ENTRIES:
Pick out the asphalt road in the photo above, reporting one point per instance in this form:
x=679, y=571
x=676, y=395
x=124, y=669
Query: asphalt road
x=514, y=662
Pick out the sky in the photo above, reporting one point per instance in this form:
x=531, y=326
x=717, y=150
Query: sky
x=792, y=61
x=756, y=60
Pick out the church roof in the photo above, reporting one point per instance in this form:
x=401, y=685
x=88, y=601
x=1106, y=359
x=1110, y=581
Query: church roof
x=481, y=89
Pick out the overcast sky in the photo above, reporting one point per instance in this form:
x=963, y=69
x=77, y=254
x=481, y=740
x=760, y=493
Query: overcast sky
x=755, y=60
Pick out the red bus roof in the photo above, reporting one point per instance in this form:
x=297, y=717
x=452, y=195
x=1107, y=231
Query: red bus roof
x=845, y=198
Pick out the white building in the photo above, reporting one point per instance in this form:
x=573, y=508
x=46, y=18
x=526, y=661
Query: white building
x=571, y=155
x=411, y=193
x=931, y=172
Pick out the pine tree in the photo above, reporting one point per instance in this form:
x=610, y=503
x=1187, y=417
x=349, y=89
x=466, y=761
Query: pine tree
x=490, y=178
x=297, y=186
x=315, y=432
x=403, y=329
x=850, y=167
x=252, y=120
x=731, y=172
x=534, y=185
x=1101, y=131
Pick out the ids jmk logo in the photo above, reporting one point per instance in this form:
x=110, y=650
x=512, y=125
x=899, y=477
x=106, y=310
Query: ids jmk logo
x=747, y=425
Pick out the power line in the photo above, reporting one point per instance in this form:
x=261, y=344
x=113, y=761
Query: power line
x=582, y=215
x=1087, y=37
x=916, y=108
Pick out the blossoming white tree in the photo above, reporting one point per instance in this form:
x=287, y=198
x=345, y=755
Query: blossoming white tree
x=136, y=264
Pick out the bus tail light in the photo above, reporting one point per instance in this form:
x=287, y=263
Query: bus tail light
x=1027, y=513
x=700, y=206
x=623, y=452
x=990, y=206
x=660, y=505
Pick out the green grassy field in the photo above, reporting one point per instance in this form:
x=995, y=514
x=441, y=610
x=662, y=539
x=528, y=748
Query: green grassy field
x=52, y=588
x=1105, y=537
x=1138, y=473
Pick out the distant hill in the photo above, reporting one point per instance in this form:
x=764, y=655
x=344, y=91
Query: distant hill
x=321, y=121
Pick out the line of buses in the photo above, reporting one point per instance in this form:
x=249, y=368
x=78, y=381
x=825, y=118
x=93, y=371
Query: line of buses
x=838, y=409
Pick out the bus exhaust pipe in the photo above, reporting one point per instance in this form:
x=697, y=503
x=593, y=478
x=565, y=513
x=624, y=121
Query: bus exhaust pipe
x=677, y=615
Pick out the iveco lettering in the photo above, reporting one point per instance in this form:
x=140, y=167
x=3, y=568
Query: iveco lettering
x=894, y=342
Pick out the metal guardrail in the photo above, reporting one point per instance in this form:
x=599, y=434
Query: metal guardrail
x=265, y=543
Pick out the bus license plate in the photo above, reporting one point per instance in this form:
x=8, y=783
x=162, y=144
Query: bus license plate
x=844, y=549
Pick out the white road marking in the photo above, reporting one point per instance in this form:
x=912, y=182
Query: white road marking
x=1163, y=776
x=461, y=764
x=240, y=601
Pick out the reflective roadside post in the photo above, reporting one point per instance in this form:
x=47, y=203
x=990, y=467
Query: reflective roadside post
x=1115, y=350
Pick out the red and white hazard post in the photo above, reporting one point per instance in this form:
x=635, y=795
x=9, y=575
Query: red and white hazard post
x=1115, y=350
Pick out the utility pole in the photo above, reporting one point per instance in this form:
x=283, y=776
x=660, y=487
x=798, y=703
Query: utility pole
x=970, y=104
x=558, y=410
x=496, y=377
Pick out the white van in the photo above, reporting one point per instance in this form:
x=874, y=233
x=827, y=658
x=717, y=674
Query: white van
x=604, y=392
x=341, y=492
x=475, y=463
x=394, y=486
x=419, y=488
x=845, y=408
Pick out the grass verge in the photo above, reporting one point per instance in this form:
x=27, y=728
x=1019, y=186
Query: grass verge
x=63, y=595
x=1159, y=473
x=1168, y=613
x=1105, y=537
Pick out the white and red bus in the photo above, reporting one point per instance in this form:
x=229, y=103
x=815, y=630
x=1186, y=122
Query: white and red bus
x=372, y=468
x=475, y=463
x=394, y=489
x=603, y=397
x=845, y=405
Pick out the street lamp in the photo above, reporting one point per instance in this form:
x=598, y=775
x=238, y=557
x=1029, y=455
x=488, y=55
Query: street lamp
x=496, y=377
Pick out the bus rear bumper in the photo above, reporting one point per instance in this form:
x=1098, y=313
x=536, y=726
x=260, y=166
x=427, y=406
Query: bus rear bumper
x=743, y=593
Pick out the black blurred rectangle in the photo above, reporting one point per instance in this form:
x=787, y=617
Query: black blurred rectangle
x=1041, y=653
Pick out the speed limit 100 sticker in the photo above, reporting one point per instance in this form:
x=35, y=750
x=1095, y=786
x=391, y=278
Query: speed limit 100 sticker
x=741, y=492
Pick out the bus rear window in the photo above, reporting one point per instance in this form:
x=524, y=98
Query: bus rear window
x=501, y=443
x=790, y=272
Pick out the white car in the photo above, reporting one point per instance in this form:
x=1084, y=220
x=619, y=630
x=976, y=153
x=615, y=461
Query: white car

WHAT TO DO:
Can you reproduce every line from the one holding "Pick out the bus rear bumper" through the one holding "x=741, y=492", inclusive, with each answer coordinate shifted up by 23? Leave the sample coordinates and all other text unchanged.

WRITTEN RESPONSE:
Pick out the bus rear bumper in the photo above, reporting one point per instance in this form:
x=1098, y=313
x=536, y=726
x=260, y=166
x=427, y=406
Query: bus rear bumper
x=766, y=616
Pick out the black blurred rectangle in the photo above, reporting one point per instance in this form:
x=787, y=617
Query: black blurred rectangle
x=1064, y=676
Pick out the speed limit 100 sticker in the photo above, reporting one point per instance in this form:
x=35, y=750
x=1095, y=786
x=391, y=278
Query: speed limit 100 sticker
x=764, y=515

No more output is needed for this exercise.